* _WORK INSTRUCTION_
The answer must restate the records below word for word.

[Stored data entries]
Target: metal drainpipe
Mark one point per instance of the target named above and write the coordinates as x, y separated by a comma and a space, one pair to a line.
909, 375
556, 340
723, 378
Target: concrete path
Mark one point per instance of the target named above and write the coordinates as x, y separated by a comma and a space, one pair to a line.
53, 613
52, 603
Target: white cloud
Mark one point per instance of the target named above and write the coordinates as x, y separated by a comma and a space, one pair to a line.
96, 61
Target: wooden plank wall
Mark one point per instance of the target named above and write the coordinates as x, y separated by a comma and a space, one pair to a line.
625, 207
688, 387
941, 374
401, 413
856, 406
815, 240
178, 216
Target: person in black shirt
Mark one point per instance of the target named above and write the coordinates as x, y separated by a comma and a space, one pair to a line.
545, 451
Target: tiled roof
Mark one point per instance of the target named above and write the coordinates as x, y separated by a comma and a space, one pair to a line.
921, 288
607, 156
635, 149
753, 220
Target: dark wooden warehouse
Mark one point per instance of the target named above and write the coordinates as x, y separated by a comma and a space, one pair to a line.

* _RESPONSE AREA_
Target: metal drainpipe
Mark one point per instance of the target named above and write the coordinates as x, y separated by a comma and a space, one pair to a line.
909, 375
556, 340
723, 378
Target: concrete path
Mark one point per instance of the target named above and write the coordinates as x, y separated by a comma and a space, one pair to a line.
53, 613
52, 603
Target: white cloud
Mark one point per instance of the target named above and write the coordinates as x, y separated by a comma and a space, one pair to a line.
96, 61
Target: wooden plank wall
Mark one point per instance of the target named above and write the coordinates as x, y separated by a comma and a space, one pair to a line.
625, 207
688, 387
941, 374
401, 413
856, 406
815, 240
178, 216
Target: person in black shirt
Mark one point per instance of the target named above and write the coordinates as x, y separated by a comma and a space, one pair to a line.
545, 451
Target: tiled roof
Mark one point per instance of the target named above and write the coordinates as x, y separated by a comma and a space, one pair to a line.
921, 288
607, 156
635, 149
753, 220
Target: dark wooden warehouse
Mark one point per instance of the target named above and write the coordinates as x, y separated by a comma and a space, one pair to a line.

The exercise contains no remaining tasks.